• [Exercise brief]:
Transcribe the listing in full, excluding any pictures.

Image location labeling entries:
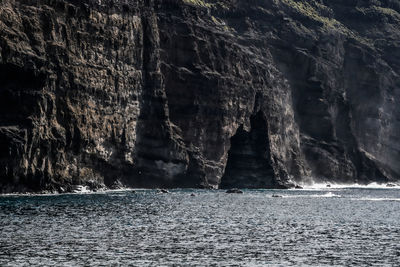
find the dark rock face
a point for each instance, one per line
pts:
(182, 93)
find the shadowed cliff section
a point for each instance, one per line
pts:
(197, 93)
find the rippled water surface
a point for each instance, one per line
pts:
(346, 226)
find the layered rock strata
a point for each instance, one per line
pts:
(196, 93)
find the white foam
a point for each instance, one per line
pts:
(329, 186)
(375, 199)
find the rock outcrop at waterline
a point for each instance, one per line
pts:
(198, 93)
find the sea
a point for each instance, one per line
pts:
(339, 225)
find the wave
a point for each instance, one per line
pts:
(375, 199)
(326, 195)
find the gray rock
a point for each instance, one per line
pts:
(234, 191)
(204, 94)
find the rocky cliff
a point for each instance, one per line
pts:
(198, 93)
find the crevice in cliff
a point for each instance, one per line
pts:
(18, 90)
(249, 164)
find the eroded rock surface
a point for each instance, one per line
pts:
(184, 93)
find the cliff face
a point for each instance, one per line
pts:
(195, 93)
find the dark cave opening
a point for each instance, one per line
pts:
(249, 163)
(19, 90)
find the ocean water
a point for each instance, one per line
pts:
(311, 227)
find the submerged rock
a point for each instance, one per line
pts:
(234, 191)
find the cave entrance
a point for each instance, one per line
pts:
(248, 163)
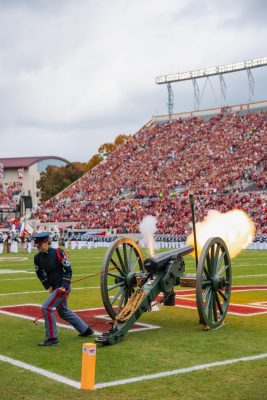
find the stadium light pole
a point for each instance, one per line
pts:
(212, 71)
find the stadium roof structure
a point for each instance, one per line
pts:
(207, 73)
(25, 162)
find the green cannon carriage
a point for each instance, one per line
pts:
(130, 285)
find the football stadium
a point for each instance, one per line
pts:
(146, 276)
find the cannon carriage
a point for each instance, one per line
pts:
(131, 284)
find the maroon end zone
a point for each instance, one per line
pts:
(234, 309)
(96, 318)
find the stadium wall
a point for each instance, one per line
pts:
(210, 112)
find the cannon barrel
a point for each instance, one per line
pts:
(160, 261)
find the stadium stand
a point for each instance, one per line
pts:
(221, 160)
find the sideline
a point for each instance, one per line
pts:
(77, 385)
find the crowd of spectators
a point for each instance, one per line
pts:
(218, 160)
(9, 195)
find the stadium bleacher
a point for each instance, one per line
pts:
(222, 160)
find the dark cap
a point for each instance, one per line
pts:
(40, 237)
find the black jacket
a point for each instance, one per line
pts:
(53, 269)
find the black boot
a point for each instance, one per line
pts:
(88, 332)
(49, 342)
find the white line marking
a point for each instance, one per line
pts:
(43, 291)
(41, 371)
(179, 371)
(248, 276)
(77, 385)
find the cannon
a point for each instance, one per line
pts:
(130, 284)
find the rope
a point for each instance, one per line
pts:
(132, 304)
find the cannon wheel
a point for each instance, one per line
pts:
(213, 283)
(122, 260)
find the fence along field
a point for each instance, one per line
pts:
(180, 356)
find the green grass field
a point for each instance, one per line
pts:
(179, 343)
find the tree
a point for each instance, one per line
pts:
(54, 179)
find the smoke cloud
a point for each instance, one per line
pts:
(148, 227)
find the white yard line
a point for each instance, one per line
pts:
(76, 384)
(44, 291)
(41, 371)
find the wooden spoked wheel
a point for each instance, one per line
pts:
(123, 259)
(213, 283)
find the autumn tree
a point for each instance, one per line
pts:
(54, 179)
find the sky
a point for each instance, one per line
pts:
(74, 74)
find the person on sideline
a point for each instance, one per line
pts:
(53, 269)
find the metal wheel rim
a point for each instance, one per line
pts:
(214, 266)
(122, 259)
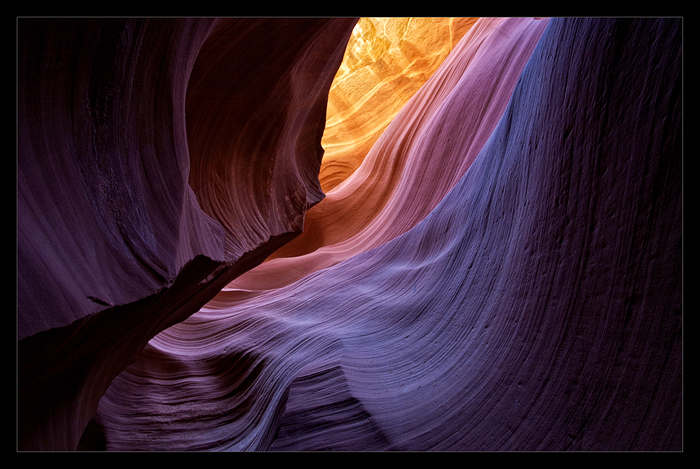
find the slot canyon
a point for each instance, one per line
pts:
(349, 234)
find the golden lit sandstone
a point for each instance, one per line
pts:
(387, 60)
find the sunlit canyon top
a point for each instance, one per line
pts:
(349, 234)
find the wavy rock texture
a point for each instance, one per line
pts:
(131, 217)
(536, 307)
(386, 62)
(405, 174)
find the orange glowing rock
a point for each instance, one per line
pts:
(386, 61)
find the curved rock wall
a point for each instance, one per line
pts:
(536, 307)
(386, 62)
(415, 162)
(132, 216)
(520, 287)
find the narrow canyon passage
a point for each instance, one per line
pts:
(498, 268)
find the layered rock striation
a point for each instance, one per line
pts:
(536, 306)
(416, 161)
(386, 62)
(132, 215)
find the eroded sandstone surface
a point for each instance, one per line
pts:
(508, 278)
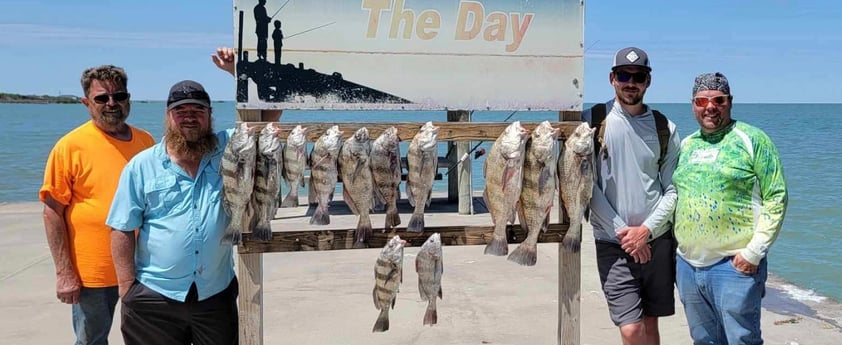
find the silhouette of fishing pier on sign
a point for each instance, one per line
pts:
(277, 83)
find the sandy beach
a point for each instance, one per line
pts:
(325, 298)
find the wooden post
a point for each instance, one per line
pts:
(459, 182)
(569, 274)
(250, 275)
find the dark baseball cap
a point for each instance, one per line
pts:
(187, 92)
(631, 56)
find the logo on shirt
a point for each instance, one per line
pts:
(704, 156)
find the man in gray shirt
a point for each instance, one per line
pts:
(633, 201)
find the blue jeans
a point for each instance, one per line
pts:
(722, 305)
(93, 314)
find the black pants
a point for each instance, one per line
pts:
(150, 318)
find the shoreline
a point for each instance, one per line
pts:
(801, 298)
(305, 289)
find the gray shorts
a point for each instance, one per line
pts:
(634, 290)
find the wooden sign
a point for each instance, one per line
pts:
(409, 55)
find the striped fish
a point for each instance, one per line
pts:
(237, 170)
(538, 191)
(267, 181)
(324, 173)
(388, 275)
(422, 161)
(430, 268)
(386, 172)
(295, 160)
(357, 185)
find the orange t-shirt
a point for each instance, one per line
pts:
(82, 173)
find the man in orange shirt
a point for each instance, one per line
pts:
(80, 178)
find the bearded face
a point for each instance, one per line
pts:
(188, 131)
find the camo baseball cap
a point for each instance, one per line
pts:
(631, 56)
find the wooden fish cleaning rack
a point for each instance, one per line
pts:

• [Written solution]:
find the dark rock face
a point for each instance, one per line
pts:
(182, 93)
find the shadowed cliff section
a point for each instance, one per line
pts:
(197, 93)
find the rippled water surface
a point for each instance, one per line
pts:
(346, 226)
find the layered rock strata
a point for each instance, one per line
pts:
(196, 93)
find the white foam
a point for each instance, one per line
pts:
(329, 186)
(375, 199)
find the rock outcrop at waterline
a point for each instance, one per line
pts:
(198, 93)
find the sea
a point for each instance, one per line
pts:
(339, 225)
find the wave
a point for each instance, one per line
pts:
(375, 199)
(326, 195)
find the gray rock
a point for each instance, one per line
pts:
(234, 191)
(204, 94)
find the rocky cliff
a point for each instance, one per line
pts:
(198, 93)
find the crevice in cliff
a point for each instance, one per line
pts:
(18, 90)
(249, 164)
find the eroded rock surface
a point for each instance, one per line
pts:
(184, 93)
find the cliff face
a point for each instance, one per line
pts:
(195, 93)
find the dark cave opening
a point for each instance, one per line
pts:
(249, 163)
(19, 90)
find the ocean water
a point for each instance, one per line
pts:
(311, 227)
find the submerged rock
a point for each instance, one per line
pts:
(234, 191)
find the cave entrance
a point for each instance, one per line
pts:
(248, 163)
find the stadium light pole
a point for each instance, one per line
pts:
(212, 71)
find the stadium roof structure
a point for each instance, one per line
pts:
(207, 73)
(25, 162)
find the green cannon carriage
a point for each instance, one per line
pts:
(130, 285)
find the football stadium
a point for each instance, one per line
pts:
(146, 276)
find the cannon carriage
a point for each instance, one per line
pts:
(131, 284)
find the maroon end zone
a point for each instance, one per line
pts:
(234, 309)
(96, 318)
find the stadium wall
a point for each instance, one per line
pts:
(210, 112)
find the cannon barrel
a point for each instance, one per line
pts:
(160, 261)
find the stadium stand
a point for each instance, one per line
pts:
(221, 160)
find the sideline
a point for each instance, one per line
pts:
(77, 385)
find the crowd of spectators
a point for each instance, one per line
pts:
(218, 160)
(9, 195)
find the stadium bleacher
a point for each instance, one per line
pts:
(222, 160)
find the dark cap
a point for each instance, one per line
pts:
(40, 237)
find the black jacket
a point for each instance, one per line
pts:
(53, 269)
find the black boot
a point for each instance, one per line
pts:
(88, 332)
(49, 342)
find the white line marking
a point for each instance, one per line
pts:
(43, 291)
(41, 371)
(179, 371)
(248, 276)
(77, 385)
find the cannon
a point for each instance, one per line
pts:
(130, 284)
find the rope
a point for each instance, one per line
pts:
(132, 304)
find the cannon wheel
a point for each instance, one per line
pts:
(213, 283)
(122, 260)
find the fence along field
a point for each instance, one per line
pts:
(180, 356)
find the green grass field
a point for each instance, one per line
pts:
(179, 343)
find the tree
a point for each instance, one per line
pts:
(54, 179)
find the smoke cloud
a point for each instance, one per line
pts:
(148, 227)
find the white yard line
a point for each instance, one per line
pts:
(76, 384)
(44, 291)
(41, 371)
find the wooden spoked wheel
a point for each instance, one per line
pts:
(123, 259)
(213, 283)
find the autumn tree
a point for each instance, one per line
pts:
(54, 179)
find the sky
a point for each instance, one per line
pts:
(74, 74)
find the person on sideline
a point for each instance, one per line
pts:
(53, 269)
find the metal wheel rim
a point for each instance, one per line
pts:
(214, 266)
(122, 259)
find the slot canyon
a point for each instance, one per line
pts:
(349, 234)
find the golden lit sandstone
a point for each instance, one per line
pts:
(387, 60)
find the sunlit canyon top
a point for each instance, one per line
pts:
(349, 234)
find the wavy rock texture
a point for each instance, one per line
pts:
(131, 217)
(536, 307)
(386, 62)
(405, 174)
find the orange glowing rock
a point for each instance, one per line
pts:
(386, 61)
find the curved rock wall
a point for each instance, one per line
pts:
(536, 307)
(386, 62)
(415, 162)
(132, 216)
(520, 287)
find the narrow canyon passage
a point for each instance, one per line
pts:
(498, 268)
find the layered rock striation
a point for each instance, one per line
pts:
(536, 306)
(416, 161)
(386, 62)
(132, 215)
find the eroded sandstone surface
a point for each instance, one per line
pts:
(508, 278)
find the silhouette of fishing pier on sign
a point for each instance, one per line
pts:
(277, 83)
find the sandy beach
a point for each instance, one per line
pts:
(325, 298)
find the wooden post
a point for each instance, one per line
pts:
(459, 182)
(569, 274)
(250, 275)
find the dark baseball cap
a point for each instance, one per line
pts:
(187, 92)
(631, 56)
find the logo on shirt
a point for each instance, one per line
pts:
(704, 156)
find the man in gray shirt
a point for each instance, one per line
pts:
(633, 201)
find the blue jeans
a point for each instance, one per line
pts:
(722, 305)
(93, 314)
find the black pants
a point for each instance, one per line
pts:
(150, 318)
find the shoreline
a point for each instance, one per line
pts:
(801, 298)
(305, 289)
find the gray shorts
a point for each instance, one per line
pts:
(634, 290)
find the wooden sign
a point for each instance, one per line
pts:
(409, 55)
find the striped fish
a point for each instance, one per line
pts:
(237, 170)
(538, 191)
(267, 181)
(324, 173)
(388, 275)
(422, 161)
(430, 268)
(386, 172)
(295, 160)
(357, 185)
find the orange t-shirt
a point for each instance, one per line
pts:
(82, 173)
find the man in orange shirt
a point for each instance, one per line
pts:
(80, 178)
find the bearded face
a point for each instance, one per line
pts:
(188, 131)
find the camo baseball cap
a point for each instance, one per line
pts:
(631, 56)
find the wooden fish cleaning rack
a point for each instance, one per line
pts:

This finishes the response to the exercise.